Given passage:
● ● ●

If a company made 600,000 cars over the last year, sold at around US$100,000 each, how much would you pay for a piece of that business?

It's a question that stirred a lively debate at this years' Morningstar Investment Conference in Chicago, where the company in question was Tesla.

For the opposing managers, Rob Arnott, the founder of Research Affiliates, and Catherine Wood, founder of ARK Investment, the answer comes down to how much they believe the company is going to grow, and how quickly. On this, they couldn't be farther apart.

For Arnott, a contrarian value-oriented manager, he acknowledges Tesla's incredible growth and the explosive potential of the electric vehicle market but asks 'at what price'? He believes investors are getting ahead of what's likely to happen and that Elon Musk’s shares are in bubble territory.

"To justify Tesla’s current price, you’d have to assume roughly 50-fold growth over the next 10 years," he says. "Is that impossible? No, anything is possible. Do you believe it’s plausible? I don’t. So I view it as a bubble."

For Catherine Wood, a disruptive technology-focused investor, Tesla is a technology pioneer that sceptics are massively underestimating and whose shares are still the buy of a lifetime.

Wood believes Tesla is primed to take advantage of falling costs having created four major barriers to entry for its competitors - battery technology, proprietary artificial intelligence chips, customer data collection and over-the-air software updates to improve performance.

She expects the average electric vehicle price will drop below that of the average gas-powered price in the next year or so and will continue to decline so that in the year 2025, the average electric vehicle will be 18,000 while a regular car will still be roughly $25,000.

Asked what her base price target would be for Tesla in five years, Wood answered $3,000. Today, the stock is trading around $750.

Read the transcript: The Tesla 'bubble or not' debate

This spar over the specifics of Tesla makes for interesting watching, but it's their widely different approach to valuation and forecasting the future which gives me pause for thought.

● ● ●

Apply what you read:
(A) Answer these questions from the passage on the Tesla debate, one answer per line:
(i) At which event was the debate held?
(ii) How much growth does Arnott say Tesla's current price requires, and over what period?
(iii) What five-year base price target did Wood give for Tesla?
(B) Using the passage on the Tesla debate, explain in one to three sentences why Arnott views Tesla's shares as a bubble.
(C) Rewrite the paragraph of the passage on the Tesla debate that begins "Wood believes Tesla is primed" as a short list, keeping its main facts.

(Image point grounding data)
● ● ●

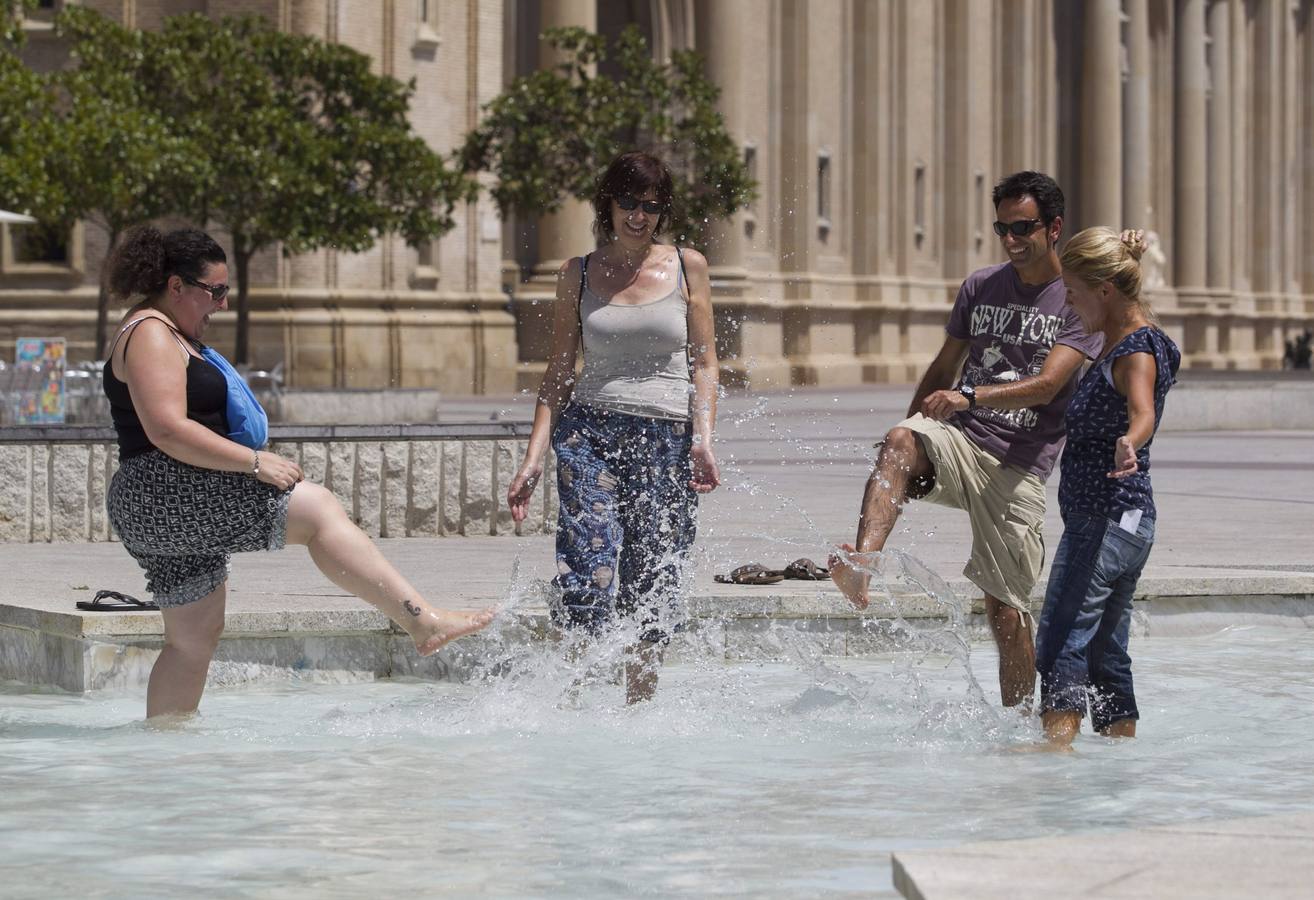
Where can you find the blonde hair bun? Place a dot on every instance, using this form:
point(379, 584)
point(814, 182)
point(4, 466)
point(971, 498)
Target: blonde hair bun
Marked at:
point(1134, 241)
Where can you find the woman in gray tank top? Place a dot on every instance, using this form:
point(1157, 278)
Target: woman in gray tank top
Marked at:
point(634, 432)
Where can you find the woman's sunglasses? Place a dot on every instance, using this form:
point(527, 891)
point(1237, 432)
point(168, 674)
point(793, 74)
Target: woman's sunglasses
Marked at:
point(627, 201)
point(1020, 227)
point(216, 291)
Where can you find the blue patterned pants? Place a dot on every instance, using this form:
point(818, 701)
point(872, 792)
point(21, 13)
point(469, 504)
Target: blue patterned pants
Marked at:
point(627, 520)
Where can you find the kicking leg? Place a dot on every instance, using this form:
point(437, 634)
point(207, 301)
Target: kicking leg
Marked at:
point(900, 465)
point(191, 635)
point(1061, 728)
point(643, 665)
point(346, 555)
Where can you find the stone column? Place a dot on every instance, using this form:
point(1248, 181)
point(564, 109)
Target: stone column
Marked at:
point(1101, 116)
point(720, 36)
point(1189, 179)
point(1135, 120)
point(1305, 153)
point(1220, 146)
point(568, 231)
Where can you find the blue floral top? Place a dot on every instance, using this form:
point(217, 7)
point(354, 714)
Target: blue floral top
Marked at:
point(1097, 417)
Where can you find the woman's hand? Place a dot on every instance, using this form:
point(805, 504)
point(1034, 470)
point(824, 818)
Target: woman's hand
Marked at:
point(277, 471)
point(1124, 459)
point(522, 489)
point(707, 474)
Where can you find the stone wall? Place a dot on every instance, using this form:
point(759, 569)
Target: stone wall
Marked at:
point(398, 481)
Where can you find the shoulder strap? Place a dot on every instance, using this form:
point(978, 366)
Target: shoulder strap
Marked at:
point(132, 327)
point(584, 279)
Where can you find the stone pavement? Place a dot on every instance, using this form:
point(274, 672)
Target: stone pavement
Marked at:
point(1234, 543)
point(1264, 857)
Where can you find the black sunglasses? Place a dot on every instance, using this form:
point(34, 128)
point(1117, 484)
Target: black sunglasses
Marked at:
point(1020, 229)
point(627, 201)
point(216, 291)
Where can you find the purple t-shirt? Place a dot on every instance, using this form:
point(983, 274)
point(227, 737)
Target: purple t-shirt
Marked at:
point(1011, 327)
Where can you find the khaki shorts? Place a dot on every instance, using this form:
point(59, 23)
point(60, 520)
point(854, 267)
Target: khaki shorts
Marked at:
point(1004, 503)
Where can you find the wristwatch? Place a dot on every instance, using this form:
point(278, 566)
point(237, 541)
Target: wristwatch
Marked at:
point(970, 393)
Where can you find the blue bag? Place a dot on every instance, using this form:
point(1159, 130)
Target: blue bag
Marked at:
point(247, 422)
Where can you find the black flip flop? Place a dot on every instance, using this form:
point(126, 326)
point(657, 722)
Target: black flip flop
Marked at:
point(114, 602)
point(752, 573)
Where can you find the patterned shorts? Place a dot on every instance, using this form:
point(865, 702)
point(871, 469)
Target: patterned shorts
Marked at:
point(627, 520)
point(181, 523)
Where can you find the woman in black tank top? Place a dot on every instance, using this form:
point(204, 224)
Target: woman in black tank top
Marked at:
point(185, 497)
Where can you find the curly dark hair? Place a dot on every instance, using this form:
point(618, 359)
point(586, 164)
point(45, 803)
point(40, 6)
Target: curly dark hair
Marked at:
point(1037, 185)
point(635, 174)
point(146, 258)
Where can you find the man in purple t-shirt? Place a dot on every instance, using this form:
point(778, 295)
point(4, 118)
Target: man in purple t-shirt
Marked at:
point(986, 425)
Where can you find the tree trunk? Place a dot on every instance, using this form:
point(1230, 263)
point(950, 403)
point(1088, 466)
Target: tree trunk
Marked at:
point(242, 259)
point(103, 298)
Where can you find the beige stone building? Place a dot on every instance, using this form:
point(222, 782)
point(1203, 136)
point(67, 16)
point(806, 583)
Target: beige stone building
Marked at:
point(875, 130)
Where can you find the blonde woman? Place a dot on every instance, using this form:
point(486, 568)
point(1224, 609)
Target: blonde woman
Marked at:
point(1104, 494)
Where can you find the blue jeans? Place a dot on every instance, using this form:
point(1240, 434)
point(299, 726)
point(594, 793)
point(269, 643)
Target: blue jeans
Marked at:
point(627, 519)
point(1082, 641)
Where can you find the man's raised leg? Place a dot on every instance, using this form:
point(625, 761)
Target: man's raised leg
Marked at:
point(902, 461)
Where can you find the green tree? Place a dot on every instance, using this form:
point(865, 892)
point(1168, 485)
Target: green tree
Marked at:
point(304, 146)
point(26, 109)
point(117, 159)
point(552, 133)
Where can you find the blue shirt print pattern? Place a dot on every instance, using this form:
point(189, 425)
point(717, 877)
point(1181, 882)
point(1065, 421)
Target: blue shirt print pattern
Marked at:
point(1097, 417)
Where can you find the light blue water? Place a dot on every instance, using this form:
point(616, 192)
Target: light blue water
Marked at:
point(781, 779)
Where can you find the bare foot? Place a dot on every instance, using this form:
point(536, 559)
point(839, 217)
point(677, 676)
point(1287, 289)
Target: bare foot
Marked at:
point(443, 626)
point(849, 573)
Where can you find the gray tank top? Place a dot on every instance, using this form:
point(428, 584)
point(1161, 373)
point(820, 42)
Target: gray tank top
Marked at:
point(635, 356)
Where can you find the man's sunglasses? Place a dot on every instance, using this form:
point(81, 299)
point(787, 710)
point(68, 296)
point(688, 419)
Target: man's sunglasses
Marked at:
point(216, 291)
point(627, 201)
point(1020, 227)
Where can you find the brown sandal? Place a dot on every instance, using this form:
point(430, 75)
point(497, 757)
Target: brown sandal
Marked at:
point(752, 573)
point(806, 569)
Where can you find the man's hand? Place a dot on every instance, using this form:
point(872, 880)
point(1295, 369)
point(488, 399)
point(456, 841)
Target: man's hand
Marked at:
point(1124, 459)
point(942, 405)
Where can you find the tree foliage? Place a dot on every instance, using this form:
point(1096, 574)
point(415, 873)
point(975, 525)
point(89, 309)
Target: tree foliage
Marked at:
point(279, 139)
point(551, 134)
point(11, 21)
point(304, 145)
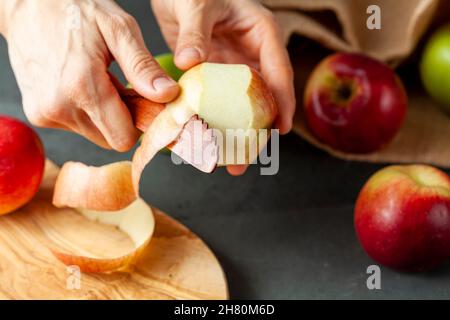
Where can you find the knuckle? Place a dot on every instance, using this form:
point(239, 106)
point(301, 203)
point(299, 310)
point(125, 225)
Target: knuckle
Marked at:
point(123, 24)
point(269, 18)
point(142, 63)
point(197, 3)
point(124, 143)
point(196, 37)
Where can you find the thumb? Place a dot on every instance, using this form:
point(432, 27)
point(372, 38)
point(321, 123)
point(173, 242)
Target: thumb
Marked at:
point(125, 42)
point(194, 37)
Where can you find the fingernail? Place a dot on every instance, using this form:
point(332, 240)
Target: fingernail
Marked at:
point(190, 54)
point(163, 83)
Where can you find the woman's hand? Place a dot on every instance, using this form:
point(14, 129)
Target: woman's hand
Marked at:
point(230, 31)
point(60, 51)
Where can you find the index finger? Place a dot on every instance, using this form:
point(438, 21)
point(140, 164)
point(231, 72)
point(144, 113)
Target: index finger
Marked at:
point(276, 69)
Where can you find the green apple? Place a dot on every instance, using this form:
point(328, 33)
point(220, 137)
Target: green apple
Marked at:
point(166, 62)
point(435, 67)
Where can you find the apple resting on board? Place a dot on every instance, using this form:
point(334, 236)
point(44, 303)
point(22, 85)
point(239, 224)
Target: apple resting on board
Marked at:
point(22, 163)
point(354, 103)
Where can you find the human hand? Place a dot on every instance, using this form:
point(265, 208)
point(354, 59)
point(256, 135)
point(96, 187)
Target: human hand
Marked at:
point(60, 51)
point(230, 31)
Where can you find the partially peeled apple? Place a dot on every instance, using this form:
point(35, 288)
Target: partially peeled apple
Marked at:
point(225, 96)
point(229, 97)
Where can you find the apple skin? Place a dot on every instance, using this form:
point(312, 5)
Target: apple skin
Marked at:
point(435, 67)
point(402, 217)
point(166, 62)
point(354, 103)
point(22, 162)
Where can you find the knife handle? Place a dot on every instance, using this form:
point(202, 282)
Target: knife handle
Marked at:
point(142, 111)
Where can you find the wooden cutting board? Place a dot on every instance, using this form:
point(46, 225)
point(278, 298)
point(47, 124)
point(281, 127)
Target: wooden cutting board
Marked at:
point(176, 264)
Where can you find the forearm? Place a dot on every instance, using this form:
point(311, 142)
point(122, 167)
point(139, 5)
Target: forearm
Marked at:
point(6, 9)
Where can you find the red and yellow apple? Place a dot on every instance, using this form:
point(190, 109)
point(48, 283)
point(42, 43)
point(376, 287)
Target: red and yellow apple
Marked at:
point(402, 217)
point(22, 163)
point(354, 103)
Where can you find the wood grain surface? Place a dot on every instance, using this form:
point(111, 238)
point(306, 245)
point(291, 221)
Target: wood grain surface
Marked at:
point(175, 265)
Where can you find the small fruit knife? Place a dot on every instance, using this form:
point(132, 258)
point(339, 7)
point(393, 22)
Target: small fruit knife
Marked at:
point(144, 111)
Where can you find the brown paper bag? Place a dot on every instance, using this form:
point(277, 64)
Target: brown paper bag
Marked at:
point(324, 26)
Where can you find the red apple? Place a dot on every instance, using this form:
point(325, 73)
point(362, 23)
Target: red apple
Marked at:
point(402, 217)
point(22, 163)
point(354, 103)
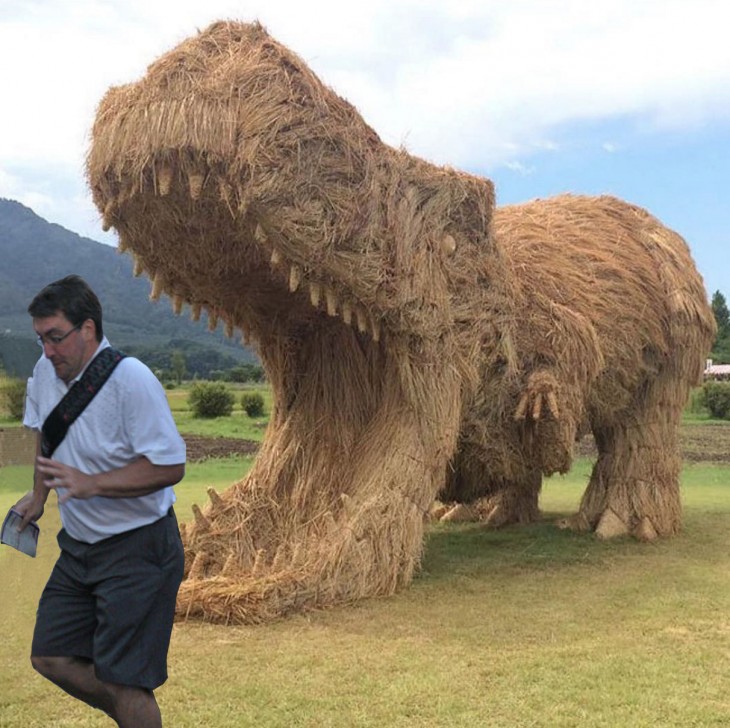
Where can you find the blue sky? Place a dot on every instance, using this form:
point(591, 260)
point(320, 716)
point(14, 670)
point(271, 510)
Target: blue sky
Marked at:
point(627, 97)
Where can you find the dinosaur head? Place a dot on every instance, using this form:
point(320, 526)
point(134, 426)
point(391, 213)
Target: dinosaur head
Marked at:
point(246, 188)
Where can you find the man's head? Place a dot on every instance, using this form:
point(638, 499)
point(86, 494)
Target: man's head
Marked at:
point(67, 318)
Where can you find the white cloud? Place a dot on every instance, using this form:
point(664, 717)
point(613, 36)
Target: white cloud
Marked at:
point(472, 83)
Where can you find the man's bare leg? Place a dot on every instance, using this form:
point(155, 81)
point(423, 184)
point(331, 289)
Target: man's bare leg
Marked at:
point(130, 707)
point(135, 707)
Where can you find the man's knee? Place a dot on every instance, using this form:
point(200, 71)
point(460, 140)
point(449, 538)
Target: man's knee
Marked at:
point(49, 667)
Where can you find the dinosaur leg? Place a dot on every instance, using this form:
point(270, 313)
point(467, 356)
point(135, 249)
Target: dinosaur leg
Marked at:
point(514, 503)
point(634, 486)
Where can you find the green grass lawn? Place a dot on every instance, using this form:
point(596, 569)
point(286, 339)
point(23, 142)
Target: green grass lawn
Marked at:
point(519, 627)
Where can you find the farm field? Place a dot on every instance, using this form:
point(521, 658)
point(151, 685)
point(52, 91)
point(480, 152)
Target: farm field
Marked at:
point(519, 627)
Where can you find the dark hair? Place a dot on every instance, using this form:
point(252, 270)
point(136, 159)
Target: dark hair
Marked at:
point(73, 298)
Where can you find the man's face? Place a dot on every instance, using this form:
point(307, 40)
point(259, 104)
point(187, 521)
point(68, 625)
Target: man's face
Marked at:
point(69, 348)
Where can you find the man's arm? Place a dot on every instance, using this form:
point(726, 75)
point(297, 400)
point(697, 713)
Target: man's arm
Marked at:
point(32, 505)
point(138, 478)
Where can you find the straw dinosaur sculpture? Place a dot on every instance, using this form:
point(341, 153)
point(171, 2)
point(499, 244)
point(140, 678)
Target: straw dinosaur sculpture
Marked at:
point(414, 345)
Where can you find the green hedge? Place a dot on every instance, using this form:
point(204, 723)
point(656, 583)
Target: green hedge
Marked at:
point(252, 404)
point(210, 399)
point(717, 399)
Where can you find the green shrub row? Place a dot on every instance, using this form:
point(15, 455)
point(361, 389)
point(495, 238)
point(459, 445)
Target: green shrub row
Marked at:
point(214, 399)
point(716, 397)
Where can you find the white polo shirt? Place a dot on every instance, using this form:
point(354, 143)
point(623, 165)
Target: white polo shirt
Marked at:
point(129, 417)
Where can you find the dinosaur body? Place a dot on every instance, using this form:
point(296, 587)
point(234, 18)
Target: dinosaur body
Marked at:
point(384, 309)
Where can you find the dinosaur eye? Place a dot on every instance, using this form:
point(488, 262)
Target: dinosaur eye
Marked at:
point(448, 245)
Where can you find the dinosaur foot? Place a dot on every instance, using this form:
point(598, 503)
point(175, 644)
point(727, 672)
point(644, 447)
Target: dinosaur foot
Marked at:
point(237, 573)
point(610, 525)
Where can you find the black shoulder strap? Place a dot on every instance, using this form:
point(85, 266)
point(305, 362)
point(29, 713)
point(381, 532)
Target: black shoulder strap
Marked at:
point(75, 400)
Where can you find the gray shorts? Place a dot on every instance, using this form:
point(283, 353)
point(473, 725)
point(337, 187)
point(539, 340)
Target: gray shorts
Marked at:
point(113, 603)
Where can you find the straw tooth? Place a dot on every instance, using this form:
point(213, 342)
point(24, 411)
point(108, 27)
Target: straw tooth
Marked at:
point(279, 558)
point(197, 568)
point(362, 321)
point(195, 184)
point(331, 299)
point(521, 410)
point(295, 277)
point(158, 287)
point(224, 191)
point(375, 323)
point(349, 506)
point(259, 233)
point(164, 179)
point(553, 405)
point(448, 244)
point(107, 216)
point(215, 499)
point(201, 521)
point(259, 563)
point(230, 567)
point(212, 320)
point(537, 407)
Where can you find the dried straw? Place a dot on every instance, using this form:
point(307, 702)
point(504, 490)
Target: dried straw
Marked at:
point(613, 330)
point(390, 323)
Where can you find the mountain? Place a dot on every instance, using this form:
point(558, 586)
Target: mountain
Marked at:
point(35, 252)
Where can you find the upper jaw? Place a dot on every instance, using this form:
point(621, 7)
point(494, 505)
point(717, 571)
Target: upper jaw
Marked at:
point(242, 186)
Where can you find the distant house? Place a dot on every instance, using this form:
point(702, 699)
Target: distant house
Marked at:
point(718, 372)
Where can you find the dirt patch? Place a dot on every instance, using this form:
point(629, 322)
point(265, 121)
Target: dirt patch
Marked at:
point(700, 443)
point(202, 448)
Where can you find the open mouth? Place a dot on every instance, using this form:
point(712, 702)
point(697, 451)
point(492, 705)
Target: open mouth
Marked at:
point(247, 190)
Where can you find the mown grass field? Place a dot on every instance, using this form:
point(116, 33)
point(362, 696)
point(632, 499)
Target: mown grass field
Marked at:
point(520, 627)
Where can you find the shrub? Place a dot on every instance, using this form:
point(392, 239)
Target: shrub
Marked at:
point(12, 394)
point(717, 399)
point(210, 399)
point(252, 403)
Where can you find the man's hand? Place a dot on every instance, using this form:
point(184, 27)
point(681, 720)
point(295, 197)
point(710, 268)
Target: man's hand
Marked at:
point(31, 507)
point(57, 475)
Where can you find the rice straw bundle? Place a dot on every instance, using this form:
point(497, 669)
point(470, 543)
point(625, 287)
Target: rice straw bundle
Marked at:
point(614, 327)
point(390, 321)
point(367, 278)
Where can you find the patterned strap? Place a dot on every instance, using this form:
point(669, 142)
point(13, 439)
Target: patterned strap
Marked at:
point(77, 398)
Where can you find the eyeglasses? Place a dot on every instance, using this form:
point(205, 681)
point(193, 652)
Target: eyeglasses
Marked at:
point(55, 339)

● ● ●

Your responses:
(A)
(i) The Morningstar Investment Conference in Chicago.
(ii) Roughly 50-fold growth over the next 10 years.
(iii) $3,000.

(B) Arnott says that justifying Tesla's current price would require assuming roughly 50-fold growth over the next 10 years. He admits this is not impossible, but he does not believe it is plausible. He therefore views the shares as a bubble.

(C)
Wood believes Tesla is primed to benefit from falling costs. It has built four major barriers to entry for competitors:
- battery technology
- proprietary artificial intelligence chips
- customer data collection
- over-the-air software updates that improve performance